[MATERIAL FOR THIS TASK]

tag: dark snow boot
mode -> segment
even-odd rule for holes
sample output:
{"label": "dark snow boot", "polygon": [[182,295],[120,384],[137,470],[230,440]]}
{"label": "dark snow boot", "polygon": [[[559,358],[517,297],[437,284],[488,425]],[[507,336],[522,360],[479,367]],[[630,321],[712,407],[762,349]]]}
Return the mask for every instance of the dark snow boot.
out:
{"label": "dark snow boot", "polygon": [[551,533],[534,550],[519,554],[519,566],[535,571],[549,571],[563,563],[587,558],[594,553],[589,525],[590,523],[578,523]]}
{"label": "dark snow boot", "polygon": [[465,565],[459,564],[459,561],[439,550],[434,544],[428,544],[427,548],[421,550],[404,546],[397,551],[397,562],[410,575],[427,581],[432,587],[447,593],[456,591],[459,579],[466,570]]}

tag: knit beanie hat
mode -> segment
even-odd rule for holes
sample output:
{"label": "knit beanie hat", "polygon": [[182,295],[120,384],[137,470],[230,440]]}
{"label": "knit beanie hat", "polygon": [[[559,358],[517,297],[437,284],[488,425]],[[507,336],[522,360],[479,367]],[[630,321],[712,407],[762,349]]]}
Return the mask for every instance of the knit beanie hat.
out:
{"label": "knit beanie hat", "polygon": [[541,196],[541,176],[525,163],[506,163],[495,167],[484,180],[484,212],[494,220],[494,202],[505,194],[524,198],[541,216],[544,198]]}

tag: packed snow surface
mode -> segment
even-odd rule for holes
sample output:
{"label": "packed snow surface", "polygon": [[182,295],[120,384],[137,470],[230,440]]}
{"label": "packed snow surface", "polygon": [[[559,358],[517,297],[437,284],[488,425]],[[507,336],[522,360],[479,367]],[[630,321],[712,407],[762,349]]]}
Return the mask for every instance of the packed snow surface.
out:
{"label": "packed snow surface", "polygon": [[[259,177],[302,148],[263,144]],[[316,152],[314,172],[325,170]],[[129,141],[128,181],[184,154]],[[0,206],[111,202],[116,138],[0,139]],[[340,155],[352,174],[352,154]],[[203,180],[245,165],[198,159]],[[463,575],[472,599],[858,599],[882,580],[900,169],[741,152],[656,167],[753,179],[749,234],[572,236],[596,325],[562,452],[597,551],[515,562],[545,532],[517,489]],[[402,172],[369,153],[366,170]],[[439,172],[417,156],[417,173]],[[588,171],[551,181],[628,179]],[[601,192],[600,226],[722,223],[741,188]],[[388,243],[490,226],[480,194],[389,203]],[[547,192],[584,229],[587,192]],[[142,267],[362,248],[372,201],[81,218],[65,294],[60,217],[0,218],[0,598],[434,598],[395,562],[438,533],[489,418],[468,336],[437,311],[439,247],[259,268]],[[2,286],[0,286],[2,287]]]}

[/MATERIAL FOR THIS TASK]

(EXERCISE BRIEF) Each entry needs to be transcribed exactly.

(EXERCISE ANSWER)
tag: dark snow boot
mode -> segment
even-odd rule for holes
sample output:
{"label": "dark snow boot", "polygon": [[182,295],[120,384],[137,470],[230,440]]}
{"label": "dark snow boot", "polygon": [[[559,358],[517,297],[437,284],[488,425]],[[507,336],[522,360],[479,367]],[[630,321],[712,407],[762,349]]]}
Return the mask for every instance of the dark snow boot.
out:
{"label": "dark snow boot", "polygon": [[551,533],[534,550],[519,554],[519,566],[535,571],[549,571],[563,563],[587,558],[594,553],[589,525],[590,523],[578,523]]}
{"label": "dark snow boot", "polygon": [[465,565],[459,564],[459,561],[439,550],[434,544],[428,544],[427,548],[421,550],[404,546],[397,551],[397,562],[410,575],[427,581],[432,587],[447,593],[456,591],[459,579],[466,570]]}

tag: knit beanie hat
mode -> segment
even-odd rule for holes
sample output:
{"label": "knit beanie hat", "polygon": [[182,295],[120,384],[137,470],[230,440]]}
{"label": "knit beanie hat", "polygon": [[[559,358],[517,297],[437,284],[488,425]],[[507,336],[522,360],[479,367]],[[630,321],[712,407],[762,349]]]}
Return the mask for every instance of the knit beanie hat.
out:
{"label": "knit beanie hat", "polygon": [[541,196],[541,176],[525,163],[506,163],[495,167],[484,180],[484,212],[494,220],[494,202],[505,194],[524,198],[541,216],[544,198]]}

tag: packed snow surface
mode -> segment
even-odd rule for holes
sample output:
{"label": "packed snow surface", "polygon": [[182,295],[120,384],[137,470],[230,440]]}
{"label": "packed snow surface", "polygon": [[[559,358],[517,297],[437,284],[488,425]],[[507,336],[522,360],[479,367]],[[630,321],[712,407],[762,349]]]}
Return the mask for every instance of the packed snow surface.
out:
{"label": "packed snow surface", "polygon": [[[259,177],[302,148],[263,144]],[[316,152],[314,172],[325,170]],[[129,141],[128,181],[184,154]],[[0,206],[111,202],[116,138],[0,139]],[[340,155],[352,174],[352,154]],[[203,180],[245,165],[198,159]],[[463,575],[472,599],[858,599],[882,580],[900,169],[741,152],[656,167],[753,179],[749,234],[572,236],[596,325],[562,452],[597,551],[515,562],[545,532],[517,489]],[[402,172],[369,153],[366,170]],[[439,172],[417,156],[417,173]],[[588,171],[551,181],[628,179]],[[601,192],[600,226],[722,223],[741,188]],[[388,243],[490,226],[480,194],[389,203]],[[547,192],[584,229],[587,192]],[[142,267],[362,248],[372,201],[81,218],[65,294],[60,217],[0,218],[0,598],[434,598],[395,562],[438,533],[489,418],[468,336],[437,311],[439,247],[259,268]],[[2,286],[0,286],[2,287]]]}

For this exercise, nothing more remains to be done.